§ WHAT NEEDS TO BE DONE:
Gather every line of the listing below that contains the word "roof", and copy each one out in full.

§ RAW DATA:
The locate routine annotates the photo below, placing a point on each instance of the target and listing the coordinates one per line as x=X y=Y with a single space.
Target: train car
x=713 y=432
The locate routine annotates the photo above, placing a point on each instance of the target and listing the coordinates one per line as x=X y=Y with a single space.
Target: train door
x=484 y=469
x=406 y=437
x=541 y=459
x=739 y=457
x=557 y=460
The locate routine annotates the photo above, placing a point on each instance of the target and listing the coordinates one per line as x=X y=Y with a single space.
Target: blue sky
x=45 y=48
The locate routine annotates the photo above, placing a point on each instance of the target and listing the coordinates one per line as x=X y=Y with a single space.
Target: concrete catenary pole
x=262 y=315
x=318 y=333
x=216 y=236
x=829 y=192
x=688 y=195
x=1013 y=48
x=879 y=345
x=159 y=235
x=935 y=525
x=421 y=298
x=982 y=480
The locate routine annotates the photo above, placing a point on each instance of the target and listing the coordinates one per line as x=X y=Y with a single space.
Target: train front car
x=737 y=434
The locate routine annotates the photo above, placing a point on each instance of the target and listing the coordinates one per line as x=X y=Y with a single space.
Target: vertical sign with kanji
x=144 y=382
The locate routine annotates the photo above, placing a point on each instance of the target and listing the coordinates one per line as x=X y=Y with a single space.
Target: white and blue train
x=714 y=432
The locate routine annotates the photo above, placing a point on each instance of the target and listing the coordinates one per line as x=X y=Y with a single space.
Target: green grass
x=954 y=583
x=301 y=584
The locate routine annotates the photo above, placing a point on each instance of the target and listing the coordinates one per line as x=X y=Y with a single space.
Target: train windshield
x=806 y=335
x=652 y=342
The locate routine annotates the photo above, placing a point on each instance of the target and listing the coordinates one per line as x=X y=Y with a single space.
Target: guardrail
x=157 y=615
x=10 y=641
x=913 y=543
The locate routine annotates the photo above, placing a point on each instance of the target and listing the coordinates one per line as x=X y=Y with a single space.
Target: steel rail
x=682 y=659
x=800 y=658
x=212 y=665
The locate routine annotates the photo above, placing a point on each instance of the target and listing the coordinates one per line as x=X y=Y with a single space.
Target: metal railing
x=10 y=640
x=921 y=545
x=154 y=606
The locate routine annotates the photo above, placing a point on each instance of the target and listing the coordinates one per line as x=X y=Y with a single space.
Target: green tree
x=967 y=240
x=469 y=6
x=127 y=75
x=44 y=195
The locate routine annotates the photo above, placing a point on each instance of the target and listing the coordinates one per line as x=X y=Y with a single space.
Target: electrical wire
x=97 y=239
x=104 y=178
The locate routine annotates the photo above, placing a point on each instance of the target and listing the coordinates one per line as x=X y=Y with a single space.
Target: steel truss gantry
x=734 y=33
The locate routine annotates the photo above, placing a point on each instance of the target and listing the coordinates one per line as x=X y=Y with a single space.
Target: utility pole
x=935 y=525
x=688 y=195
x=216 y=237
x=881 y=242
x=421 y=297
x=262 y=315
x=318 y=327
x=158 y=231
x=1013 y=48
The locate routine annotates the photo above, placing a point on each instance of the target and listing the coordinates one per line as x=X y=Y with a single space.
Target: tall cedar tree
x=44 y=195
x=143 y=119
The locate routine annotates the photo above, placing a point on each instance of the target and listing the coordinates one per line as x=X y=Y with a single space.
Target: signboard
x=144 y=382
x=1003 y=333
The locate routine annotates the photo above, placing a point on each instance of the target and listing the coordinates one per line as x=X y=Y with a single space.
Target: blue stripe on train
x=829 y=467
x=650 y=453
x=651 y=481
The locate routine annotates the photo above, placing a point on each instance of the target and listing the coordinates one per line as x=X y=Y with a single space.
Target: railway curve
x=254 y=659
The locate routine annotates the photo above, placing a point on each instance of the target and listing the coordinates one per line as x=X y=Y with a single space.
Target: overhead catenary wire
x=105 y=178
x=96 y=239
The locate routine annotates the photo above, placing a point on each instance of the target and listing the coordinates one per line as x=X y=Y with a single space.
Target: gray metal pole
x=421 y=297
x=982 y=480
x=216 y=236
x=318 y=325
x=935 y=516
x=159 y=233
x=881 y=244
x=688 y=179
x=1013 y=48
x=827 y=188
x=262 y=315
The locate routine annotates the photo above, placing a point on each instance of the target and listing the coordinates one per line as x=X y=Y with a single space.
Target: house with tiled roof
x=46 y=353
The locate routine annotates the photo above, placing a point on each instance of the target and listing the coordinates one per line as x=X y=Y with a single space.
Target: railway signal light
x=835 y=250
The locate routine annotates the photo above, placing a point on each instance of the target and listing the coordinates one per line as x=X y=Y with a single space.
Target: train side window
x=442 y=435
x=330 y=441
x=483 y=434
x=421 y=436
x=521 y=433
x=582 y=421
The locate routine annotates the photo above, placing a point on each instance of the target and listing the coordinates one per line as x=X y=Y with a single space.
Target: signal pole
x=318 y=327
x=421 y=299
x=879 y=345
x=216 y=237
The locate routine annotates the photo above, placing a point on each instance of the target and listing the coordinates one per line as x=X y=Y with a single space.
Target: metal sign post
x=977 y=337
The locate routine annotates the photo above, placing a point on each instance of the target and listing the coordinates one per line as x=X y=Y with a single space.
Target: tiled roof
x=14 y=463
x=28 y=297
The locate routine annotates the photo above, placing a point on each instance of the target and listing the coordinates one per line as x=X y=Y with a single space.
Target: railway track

§ RESPONSE TO THE TASK:
Target: house with tiled roof
Target: tiled roof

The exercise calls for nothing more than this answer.